PASSAGE FOR REVIEW Start Marker

Unidentified Analyst

That's brilliant, you did make one comment about potential partners down the road would these be something like Europe or any…

Mitchell Steiner

Yes, yes.

Unidentified Analyst

What are the products that you do a deal where you got some progress payments, royalties whatever?

Mitchell Steiner

Yes. So the one that's that -- yes, so we are actively pursuing partnerships. The one that we're most active with is TADFIN, we've spent the last few years or so doing that and so we're -- we are mature along in terms of some of the discussions that we've had in Europe and South America are the two areas primarily. Zuclomiphene will be the next one that we would look for a partner, we just want to wait till we have the data and that one's easy because in Europe we can get -- again, that will be primarily Europe or Asia. VERU-111, we have not -- we've informed large pharma and our feeling is, especially now is the right decision to sit tight until we get more and more data because we'll be much more attractive. And so from that standpoint that could be a very different kind of relationship, that could be a U.S. and ex-U.S. relationship. But primarily, we're looking for Europe and Asia but TADFIN will be Europe and South America.

PASSAGE FOR REVIEW End Marker
DATA TO EXAMINE Start Marker

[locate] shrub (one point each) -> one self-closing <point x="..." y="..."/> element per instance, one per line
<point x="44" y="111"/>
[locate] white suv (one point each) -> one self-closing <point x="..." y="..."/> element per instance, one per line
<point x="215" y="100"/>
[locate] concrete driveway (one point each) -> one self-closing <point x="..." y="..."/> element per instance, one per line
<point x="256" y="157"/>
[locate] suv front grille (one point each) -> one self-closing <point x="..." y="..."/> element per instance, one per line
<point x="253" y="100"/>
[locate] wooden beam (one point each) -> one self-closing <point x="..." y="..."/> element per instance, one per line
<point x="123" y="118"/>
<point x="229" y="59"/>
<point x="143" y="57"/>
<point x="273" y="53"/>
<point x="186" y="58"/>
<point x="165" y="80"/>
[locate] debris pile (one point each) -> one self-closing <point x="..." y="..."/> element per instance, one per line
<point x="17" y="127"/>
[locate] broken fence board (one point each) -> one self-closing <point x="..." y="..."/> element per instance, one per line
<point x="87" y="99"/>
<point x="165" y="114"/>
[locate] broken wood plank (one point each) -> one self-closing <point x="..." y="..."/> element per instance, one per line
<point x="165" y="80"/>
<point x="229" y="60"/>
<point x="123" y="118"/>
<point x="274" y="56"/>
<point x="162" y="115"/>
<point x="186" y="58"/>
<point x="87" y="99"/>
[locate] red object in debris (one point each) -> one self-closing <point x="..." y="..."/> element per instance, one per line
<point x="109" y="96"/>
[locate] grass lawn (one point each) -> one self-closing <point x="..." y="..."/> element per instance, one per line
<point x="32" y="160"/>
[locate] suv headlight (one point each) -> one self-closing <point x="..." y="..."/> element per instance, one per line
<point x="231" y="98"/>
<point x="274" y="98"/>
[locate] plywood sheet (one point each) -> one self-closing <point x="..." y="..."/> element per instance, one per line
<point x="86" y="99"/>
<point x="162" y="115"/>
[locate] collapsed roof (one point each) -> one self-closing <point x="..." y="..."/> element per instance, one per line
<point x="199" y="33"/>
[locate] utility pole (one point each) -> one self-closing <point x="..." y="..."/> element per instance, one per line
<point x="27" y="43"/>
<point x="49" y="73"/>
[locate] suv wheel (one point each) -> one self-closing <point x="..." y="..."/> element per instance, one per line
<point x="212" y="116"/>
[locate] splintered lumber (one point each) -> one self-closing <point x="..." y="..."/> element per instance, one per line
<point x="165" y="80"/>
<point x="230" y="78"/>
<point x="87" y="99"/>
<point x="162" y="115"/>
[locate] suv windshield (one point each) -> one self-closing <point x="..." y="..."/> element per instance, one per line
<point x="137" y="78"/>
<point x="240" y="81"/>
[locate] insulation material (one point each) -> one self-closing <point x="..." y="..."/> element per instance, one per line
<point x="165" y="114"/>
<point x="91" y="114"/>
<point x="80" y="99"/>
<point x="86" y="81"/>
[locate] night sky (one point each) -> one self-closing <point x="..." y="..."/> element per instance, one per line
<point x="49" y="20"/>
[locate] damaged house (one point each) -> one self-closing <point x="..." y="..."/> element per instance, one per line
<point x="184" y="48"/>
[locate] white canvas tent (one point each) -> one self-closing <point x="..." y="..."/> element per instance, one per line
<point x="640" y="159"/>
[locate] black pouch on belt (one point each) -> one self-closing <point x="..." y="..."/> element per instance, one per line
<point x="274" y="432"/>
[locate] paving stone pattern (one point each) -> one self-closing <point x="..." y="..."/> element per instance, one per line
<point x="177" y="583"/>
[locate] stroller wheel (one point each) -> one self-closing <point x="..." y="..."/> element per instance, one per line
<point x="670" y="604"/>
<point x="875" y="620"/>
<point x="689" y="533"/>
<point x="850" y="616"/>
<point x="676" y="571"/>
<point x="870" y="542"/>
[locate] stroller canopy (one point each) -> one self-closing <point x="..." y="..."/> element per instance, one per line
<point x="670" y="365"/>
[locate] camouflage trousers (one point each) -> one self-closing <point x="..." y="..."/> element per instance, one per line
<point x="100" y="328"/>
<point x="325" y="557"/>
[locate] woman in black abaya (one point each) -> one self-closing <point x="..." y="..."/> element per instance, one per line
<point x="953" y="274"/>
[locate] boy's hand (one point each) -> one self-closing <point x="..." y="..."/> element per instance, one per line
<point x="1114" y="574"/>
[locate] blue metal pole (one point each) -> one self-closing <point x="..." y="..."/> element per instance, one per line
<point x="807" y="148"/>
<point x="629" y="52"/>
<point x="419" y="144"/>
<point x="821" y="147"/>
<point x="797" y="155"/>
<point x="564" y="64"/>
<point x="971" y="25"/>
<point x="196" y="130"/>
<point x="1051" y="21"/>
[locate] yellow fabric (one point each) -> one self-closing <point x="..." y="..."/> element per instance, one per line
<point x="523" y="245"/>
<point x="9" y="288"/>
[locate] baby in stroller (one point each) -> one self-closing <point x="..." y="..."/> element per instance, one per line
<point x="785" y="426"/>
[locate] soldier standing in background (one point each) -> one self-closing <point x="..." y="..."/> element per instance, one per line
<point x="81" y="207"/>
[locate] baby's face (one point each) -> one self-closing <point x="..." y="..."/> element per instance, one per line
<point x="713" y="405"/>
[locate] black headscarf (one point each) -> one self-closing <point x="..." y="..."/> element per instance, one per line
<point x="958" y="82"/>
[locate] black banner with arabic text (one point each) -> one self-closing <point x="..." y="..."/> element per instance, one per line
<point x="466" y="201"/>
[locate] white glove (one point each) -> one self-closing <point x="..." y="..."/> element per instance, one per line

DATA TO EXAMINE End Marker

= QUESTIONS TO ANSWER =
1. Answer these from the transcript:
(a) Which product is the company most active in seeking a partner for?
(b) What is the company waiting for before looking for a partner for Zuclomiphene?
(c) What kind of relationship does the speaker say a VERU-111 deal could be?
2. From the transcript, write out the passage starting with "That's brilliant, you" and going on through "payments, royalties whatever?".

= RESPONSES BY TASK =
1.
(a) TADFIN
(b) The data
(c) A U.S. and ex-U.S. relationship

2.
That's brilliant, you did make one comment about potential partners down the road would these be something like Europe or any…

Mitchell Steiner

Yes, yes.

Unidentified Analyst

What are the products that you do a deal where you got some progress payments, royalties whatever?